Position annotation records
○ ○ ○ ○ ○
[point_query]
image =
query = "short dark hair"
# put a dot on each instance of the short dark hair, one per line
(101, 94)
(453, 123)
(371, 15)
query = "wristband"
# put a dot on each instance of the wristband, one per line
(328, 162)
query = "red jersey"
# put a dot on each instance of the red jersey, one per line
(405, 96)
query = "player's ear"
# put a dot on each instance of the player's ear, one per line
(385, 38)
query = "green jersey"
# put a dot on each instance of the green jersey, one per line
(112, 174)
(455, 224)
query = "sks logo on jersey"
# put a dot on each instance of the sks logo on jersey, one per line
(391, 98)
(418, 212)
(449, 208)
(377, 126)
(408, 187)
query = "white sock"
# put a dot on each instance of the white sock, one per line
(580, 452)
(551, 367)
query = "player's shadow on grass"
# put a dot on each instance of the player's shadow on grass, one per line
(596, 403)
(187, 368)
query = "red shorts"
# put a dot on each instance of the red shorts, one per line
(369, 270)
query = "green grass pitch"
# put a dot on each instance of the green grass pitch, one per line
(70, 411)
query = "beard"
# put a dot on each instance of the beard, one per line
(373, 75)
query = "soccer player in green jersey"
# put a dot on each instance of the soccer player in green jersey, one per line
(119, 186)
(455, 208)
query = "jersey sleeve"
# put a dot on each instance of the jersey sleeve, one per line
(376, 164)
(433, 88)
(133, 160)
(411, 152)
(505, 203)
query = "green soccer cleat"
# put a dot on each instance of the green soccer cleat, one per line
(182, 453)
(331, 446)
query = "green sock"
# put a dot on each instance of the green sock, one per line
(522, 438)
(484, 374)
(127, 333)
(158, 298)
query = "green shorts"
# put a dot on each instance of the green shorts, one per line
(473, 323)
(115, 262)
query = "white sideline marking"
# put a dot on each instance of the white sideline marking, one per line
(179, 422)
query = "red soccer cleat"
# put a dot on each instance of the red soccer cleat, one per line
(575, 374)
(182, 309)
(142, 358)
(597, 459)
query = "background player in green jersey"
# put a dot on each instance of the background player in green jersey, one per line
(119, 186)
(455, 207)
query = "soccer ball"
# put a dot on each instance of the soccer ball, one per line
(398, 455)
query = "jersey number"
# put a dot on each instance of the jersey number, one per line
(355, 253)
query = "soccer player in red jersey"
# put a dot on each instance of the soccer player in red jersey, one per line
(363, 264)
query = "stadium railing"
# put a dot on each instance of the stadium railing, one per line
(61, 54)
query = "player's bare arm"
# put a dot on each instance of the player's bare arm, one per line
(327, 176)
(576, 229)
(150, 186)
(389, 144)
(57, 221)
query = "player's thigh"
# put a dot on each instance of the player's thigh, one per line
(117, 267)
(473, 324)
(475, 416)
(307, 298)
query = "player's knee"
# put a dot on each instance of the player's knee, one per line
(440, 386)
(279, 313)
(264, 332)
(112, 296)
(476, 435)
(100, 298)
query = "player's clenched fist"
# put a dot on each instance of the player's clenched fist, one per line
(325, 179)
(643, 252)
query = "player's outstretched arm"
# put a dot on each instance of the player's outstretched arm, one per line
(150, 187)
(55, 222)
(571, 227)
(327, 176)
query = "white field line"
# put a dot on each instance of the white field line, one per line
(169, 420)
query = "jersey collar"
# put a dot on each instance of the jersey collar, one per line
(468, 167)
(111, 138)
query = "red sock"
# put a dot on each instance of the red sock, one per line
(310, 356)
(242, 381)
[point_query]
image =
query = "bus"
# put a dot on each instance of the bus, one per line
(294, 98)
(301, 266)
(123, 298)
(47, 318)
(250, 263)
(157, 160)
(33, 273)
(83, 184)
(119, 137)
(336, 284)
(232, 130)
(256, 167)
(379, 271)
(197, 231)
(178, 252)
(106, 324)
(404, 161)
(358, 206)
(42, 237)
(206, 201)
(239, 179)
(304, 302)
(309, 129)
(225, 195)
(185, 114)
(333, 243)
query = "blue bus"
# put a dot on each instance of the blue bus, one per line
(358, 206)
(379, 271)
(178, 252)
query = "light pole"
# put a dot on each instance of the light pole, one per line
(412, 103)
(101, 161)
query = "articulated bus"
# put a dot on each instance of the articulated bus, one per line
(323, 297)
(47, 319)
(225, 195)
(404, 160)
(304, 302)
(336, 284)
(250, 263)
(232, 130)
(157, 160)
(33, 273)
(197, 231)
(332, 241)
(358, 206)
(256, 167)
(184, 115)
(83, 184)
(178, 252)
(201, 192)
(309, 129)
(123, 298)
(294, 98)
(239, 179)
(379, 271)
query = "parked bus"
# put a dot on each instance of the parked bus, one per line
○ ○ ○ ○ ○
**Exercise task**:
Repeat the entries above exactly, leaving nothing out.

**Solution to this exercise**:
[point_query]
image =
query = "short dark hair"
# put a dot on each instance of the short dark hair, one per line
(101, 94)
(453, 123)
(371, 15)
query = "wristband"
# put a dot on each instance of the wristband, one per line
(328, 162)
query = "red jersey"
# put a dot on each instance of the red jersey, one per line
(405, 96)
query = "player's ear"
# put a dot on each instance of the player's ear, one per line
(385, 38)
query = "green jersey"
# put a dot on each instance of the green jersey, one per line
(112, 174)
(455, 224)
query = "sks logo on jersey"
# put a dot on each instance of the sks logo on jersey, one per line
(391, 98)
(418, 212)
(449, 208)
(377, 126)
(408, 187)
query = "white sock"
# put a dot on each instance of the white sock, one per line
(580, 452)
(551, 367)
query = "player's shadow on grass"
# put a dot on each instance of the player's shadow on grass, one per line
(596, 403)
(187, 368)
query = "red shorts"
# put a dot on each instance of the red shorts, one per line
(369, 270)
query = "green grass pitch"
# put a dot on each instance of the green grass pitch, one per line
(70, 411)
query = "beard"
# put a dot on each instance of the beard, one per line
(373, 75)
query = "soccer player in green jersey"
# put a dot on each instance of the soccer player in green jersey, one per line
(119, 186)
(455, 208)
query = "jersey sleeve"
# put a dot on each instance of the jersey sleeve, one per line
(376, 164)
(433, 88)
(133, 160)
(411, 152)
(505, 203)
query = "green soccer cleat"
# put a dot on each instance of the green soccer cleat, one per line
(182, 453)
(331, 446)
query = "green sock"
# put a dot on each instance of the green sock, one per line
(522, 438)
(484, 374)
(127, 333)
(158, 298)
query = "green shorts"
# put a dot on each instance of the green shorts, one per line
(473, 323)
(115, 262)
query = "white sideline marking"
# put a dot on each instance of the white sideline marking, one per line
(179, 422)
query = "red soccer cleat"
# put a dot on each instance of the red soccer cleat, one per line
(575, 374)
(182, 309)
(142, 358)
(597, 459)
query = "background player in green jersey"
# put a dot on each instance of the background player in green jersey, one per line
(119, 186)
(455, 207)
query = "soccer ball"
# put a dot on each instance of the soccer ball, one per line
(398, 455)
query = "jersey number"
# put a dot on each instance of the jersey number, one per line
(355, 253)
query = "soccer player in red jersey"
# put a dot on each instance of the soccer player in red jersey, one per line
(363, 264)
query = "stadium railing"
# put a dot on each instance of the stadium railing, one per line
(61, 54)
query = "player's bare arm"
# put a dot on each instance of the player's bare arm, one per line
(327, 176)
(576, 229)
(150, 186)
(389, 144)
(57, 221)
query = "player's thigh"
# put a dot on each instance of the player's thigh, one per line
(117, 267)
(473, 324)
(475, 416)
(307, 298)
query = "player's knee"
# put a dot on each instance of the player's knee, one per line
(440, 386)
(279, 313)
(264, 332)
(112, 296)
(476, 435)
(100, 298)
query = "player's clenched fist"
# put a dot on each instance of the player's clenched fist, one per line
(325, 179)
(643, 252)
query = "player's outstretched arm"
# put a dot on each instance of the player's outstretched arm, one per line
(150, 187)
(55, 222)
(571, 227)
(327, 176)
query = "white field line"
# put a dot on each instance of the white field line, one per line
(169, 420)
query = "jersey collar"
# put a dot on each instance of the jersey collar, one per line
(468, 167)
(111, 138)
query = "red sock"
# put a dot on each instance of the red sock, one per line
(310, 356)
(242, 381)
[point_query]
image =
query = "bus"
# put a dot on each instance of the bus, one per line
(294, 98)
(301, 266)
(123, 298)
(47, 318)
(250, 263)
(157, 160)
(33, 273)
(83, 184)
(119, 137)
(336, 284)
(232, 130)
(256, 167)
(379, 271)
(197, 231)
(178, 252)
(106, 324)
(404, 161)
(358, 206)
(42, 237)
(206, 201)
(239, 179)
(304, 302)
(309, 129)
(225, 195)
(185, 114)
(333, 243)
query = "blue bus"
# put a dot on each instance of the blue bus, one per line
(358, 206)
(379, 271)
(178, 252)
query = "light pole"
# put a dot on each instance of the light pole, one per line
(412, 103)
(101, 161)
query = "articulated bus"
# put a dot on each instance of the articulated bus, one per line
(323, 297)
(47, 319)
(225, 195)
(404, 160)
(304, 302)
(336, 284)
(250, 263)
(232, 130)
(157, 160)
(33, 273)
(197, 231)
(332, 241)
(358, 206)
(256, 167)
(184, 115)
(83, 184)
(178, 252)
(201, 192)
(309, 129)
(123, 298)
(294, 98)
(239, 179)
(379, 271)
query = "parked bus"
# put a dot on each instance of the parked bus, one per line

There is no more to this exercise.